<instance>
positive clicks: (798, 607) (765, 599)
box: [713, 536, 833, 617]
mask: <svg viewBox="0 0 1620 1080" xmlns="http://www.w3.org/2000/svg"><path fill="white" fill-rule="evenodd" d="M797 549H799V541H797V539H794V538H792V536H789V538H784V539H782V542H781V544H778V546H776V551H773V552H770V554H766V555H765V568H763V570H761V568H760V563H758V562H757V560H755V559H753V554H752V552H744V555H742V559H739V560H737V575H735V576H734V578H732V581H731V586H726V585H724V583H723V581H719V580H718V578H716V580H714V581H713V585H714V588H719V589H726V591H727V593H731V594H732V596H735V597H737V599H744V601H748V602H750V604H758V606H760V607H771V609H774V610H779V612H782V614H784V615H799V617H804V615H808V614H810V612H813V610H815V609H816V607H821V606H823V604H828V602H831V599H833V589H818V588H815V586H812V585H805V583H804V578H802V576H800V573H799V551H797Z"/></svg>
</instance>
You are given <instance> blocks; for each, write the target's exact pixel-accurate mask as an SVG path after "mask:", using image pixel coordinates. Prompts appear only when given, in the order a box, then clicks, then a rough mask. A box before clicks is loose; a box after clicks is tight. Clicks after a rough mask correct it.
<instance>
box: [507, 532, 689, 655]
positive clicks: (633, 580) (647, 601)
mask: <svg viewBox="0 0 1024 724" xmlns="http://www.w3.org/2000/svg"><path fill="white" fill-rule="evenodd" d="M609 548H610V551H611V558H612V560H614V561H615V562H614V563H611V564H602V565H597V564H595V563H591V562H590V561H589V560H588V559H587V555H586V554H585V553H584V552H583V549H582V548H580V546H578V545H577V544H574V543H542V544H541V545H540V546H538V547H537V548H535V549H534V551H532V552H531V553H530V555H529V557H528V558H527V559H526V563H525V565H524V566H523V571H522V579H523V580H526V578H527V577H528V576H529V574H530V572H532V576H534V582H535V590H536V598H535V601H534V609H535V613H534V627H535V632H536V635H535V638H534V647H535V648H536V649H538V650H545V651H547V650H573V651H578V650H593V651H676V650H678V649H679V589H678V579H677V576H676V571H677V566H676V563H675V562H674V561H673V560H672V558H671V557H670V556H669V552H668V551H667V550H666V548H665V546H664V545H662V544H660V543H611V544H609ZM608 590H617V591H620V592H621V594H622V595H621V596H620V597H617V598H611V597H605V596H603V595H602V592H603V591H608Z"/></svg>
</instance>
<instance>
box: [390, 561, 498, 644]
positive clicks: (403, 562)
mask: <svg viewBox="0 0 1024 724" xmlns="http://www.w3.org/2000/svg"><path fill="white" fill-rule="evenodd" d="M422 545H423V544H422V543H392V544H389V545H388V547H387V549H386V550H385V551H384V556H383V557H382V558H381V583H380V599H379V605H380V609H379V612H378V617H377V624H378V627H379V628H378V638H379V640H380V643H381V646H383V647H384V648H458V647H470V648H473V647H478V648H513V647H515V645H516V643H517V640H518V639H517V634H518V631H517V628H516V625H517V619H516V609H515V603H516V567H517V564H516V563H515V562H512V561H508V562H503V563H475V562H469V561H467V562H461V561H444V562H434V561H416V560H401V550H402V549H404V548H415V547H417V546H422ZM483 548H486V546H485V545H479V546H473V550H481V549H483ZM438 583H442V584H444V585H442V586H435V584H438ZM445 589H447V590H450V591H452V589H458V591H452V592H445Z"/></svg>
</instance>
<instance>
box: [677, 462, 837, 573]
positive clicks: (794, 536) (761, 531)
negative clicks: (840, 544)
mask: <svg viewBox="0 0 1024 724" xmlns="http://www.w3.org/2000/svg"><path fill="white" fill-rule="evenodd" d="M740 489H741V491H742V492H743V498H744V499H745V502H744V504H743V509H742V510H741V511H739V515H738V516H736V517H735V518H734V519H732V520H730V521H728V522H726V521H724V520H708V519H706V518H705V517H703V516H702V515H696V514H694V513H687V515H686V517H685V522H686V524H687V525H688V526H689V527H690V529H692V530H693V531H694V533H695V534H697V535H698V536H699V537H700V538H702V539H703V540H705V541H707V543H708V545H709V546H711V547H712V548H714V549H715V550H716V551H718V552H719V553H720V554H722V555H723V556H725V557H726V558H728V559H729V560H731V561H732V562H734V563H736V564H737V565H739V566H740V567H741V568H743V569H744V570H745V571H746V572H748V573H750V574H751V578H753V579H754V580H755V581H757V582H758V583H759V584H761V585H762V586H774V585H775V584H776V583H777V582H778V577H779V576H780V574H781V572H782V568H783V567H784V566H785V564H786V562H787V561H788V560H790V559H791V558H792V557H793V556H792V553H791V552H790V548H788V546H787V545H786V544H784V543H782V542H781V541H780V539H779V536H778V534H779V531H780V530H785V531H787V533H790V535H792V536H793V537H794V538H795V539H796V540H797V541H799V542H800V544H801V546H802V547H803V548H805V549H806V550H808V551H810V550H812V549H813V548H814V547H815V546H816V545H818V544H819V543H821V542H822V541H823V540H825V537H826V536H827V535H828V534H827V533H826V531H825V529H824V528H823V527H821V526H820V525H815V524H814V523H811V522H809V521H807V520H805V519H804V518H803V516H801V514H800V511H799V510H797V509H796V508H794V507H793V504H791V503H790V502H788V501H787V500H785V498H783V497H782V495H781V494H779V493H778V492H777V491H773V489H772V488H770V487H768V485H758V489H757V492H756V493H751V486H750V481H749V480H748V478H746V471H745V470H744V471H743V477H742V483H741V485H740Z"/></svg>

[Activity] Every line of the data above should be output exactly as written.

[Your response]
<instance>
positive clicks: (798, 607) (765, 599)
box: [713, 536, 833, 617]
mask: <svg viewBox="0 0 1620 1080" xmlns="http://www.w3.org/2000/svg"><path fill="white" fill-rule="evenodd" d="M797 549H799V541H797V539H794V538H792V536H789V538H784V539H782V542H781V544H778V546H776V551H773V552H770V554H766V555H765V568H763V570H761V568H760V563H758V562H757V560H755V559H753V554H752V552H744V555H742V559H739V560H737V575H735V576H734V578H732V581H731V586H726V585H724V583H723V581H719V580H718V578H716V580H714V581H713V585H714V588H719V589H726V591H727V593H731V594H732V596H735V597H737V599H744V601H748V602H750V604H758V606H760V607H771V609H774V610H779V612H782V614H784V615H799V617H804V615H808V614H810V612H813V610H815V609H816V607H821V606H823V604H828V602H831V599H833V589H818V588H815V586H812V585H805V583H804V578H802V576H800V573H799V551H797Z"/></svg>
</instance>
You are given <instance> blocks; for each, write the target's exact pixel-accurate mask as an SVG path after "mask:", using image pixel coordinates. Prompts appear only when given, in the order a box, then clicks, then a rough mask. A box before clicks is loose; a box after clicks is tight. Clicks after a rough mask correct it.
<instance>
box: [507, 532, 689, 655]
positive clicks: (633, 580) (647, 601)
mask: <svg viewBox="0 0 1024 724" xmlns="http://www.w3.org/2000/svg"><path fill="white" fill-rule="evenodd" d="M609 548H610V551H611V558H612V560H614V561H615V562H614V563H611V564H602V565H597V564H595V563H591V562H590V561H589V560H588V559H587V555H586V554H585V553H584V552H583V549H582V548H580V546H578V545H577V544H574V543H542V544H541V545H540V546H538V547H537V548H535V549H534V551H532V552H531V553H530V555H529V557H528V558H527V559H526V563H525V565H524V566H523V571H522V579H523V580H526V578H527V577H528V576H529V574H530V572H532V576H534V582H535V590H536V598H535V601H534V609H535V613H534V627H535V632H536V635H535V638H534V647H535V648H536V649H538V650H545V651H547V650H573V651H578V650H593V651H676V650H678V649H679V589H678V579H677V576H676V571H677V566H676V563H675V562H674V561H673V560H672V558H671V557H670V556H669V552H668V551H667V550H666V548H665V546H664V545H662V544H660V543H611V544H609ZM608 590H617V591H620V592H621V594H622V595H621V596H620V597H617V598H611V597H605V596H603V595H602V592H603V591H608Z"/></svg>
</instance>
<instance>
box: [390, 561, 498, 644]
positive clicks: (403, 562)
mask: <svg viewBox="0 0 1024 724" xmlns="http://www.w3.org/2000/svg"><path fill="white" fill-rule="evenodd" d="M422 545H423V544H422V543H392V544H389V545H388V547H387V549H386V550H385V551H384V556H383V557H382V558H381V583H380V599H379V605H380V609H379V612H378V617H377V624H378V627H379V628H378V638H379V640H380V643H381V646H383V647H384V648H458V647H470V648H473V647H478V648H513V647H515V645H516V643H517V640H518V639H517V634H518V631H517V628H516V625H517V619H516V609H515V603H516V567H517V564H516V563H515V562H512V561H508V562H503V563H475V562H469V561H467V562H461V561H444V562H434V561H416V560H401V550H402V549H404V548H415V547H417V546H422ZM483 548H486V546H485V545H479V546H473V550H481V549H483ZM438 583H442V584H444V585H442V586H435V584H438ZM445 589H447V590H450V591H452V589H458V591H452V592H445Z"/></svg>
</instance>
<instance>
box: [677, 462, 837, 573]
positive clicks: (794, 536) (761, 531)
negative clicks: (840, 544)
mask: <svg viewBox="0 0 1024 724" xmlns="http://www.w3.org/2000/svg"><path fill="white" fill-rule="evenodd" d="M740 489H741V491H742V492H743V498H744V499H745V502H744V504H743V509H742V510H741V511H739V515H738V516H736V517H735V518H734V519H732V520H730V521H728V522H726V521H724V520H708V519H706V518H705V517H703V516H702V515H696V514H694V513H687V515H686V517H685V522H686V524H687V525H688V526H689V527H690V529H692V530H693V531H694V533H695V534H697V535H698V536H699V537H700V538H702V539H703V540H705V541H707V543H708V545H709V546H711V547H712V548H714V549H715V550H716V551H718V552H719V553H720V554H722V555H723V556H725V557H726V558H728V559H729V560H731V561H732V562H734V563H736V564H737V565H739V566H740V567H741V568H743V569H744V570H745V571H746V572H748V573H750V574H751V578H753V579H754V580H755V581H757V582H758V583H759V584H761V585H762V586H774V585H775V584H776V583H777V582H778V577H779V576H780V574H781V572H782V568H783V567H784V566H785V564H786V562H787V561H788V560H790V559H791V558H792V557H793V556H792V553H791V552H790V548H788V546H787V545H786V544H784V543H782V542H781V541H780V539H779V536H778V534H779V531H780V530H785V531H787V533H790V535H792V536H793V537H794V538H795V539H796V540H797V541H799V542H800V544H801V546H802V547H803V548H805V549H806V550H808V551H810V550H812V549H813V548H814V547H815V546H816V545H818V544H819V543H821V542H822V541H823V540H825V537H826V536H827V535H828V534H827V533H826V531H825V529H824V528H823V527H821V526H820V525H815V524H814V523H811V522H809V521H807V520H805V519H804V518H803V516H801V514H800V511H799V510H797V509H796V508H794V507H793V504H791V503H790V502H788V501H787V500H785V498H783V497H782V495H781V494H779V493H778V492H777V491H773V489H772V488H770V487H768V485H758V489H757V492H756V493H751V486H750V481H749V480H748V478H746V471H745V470H744V471H743V477H742V483H741V485H740Z"/></svg>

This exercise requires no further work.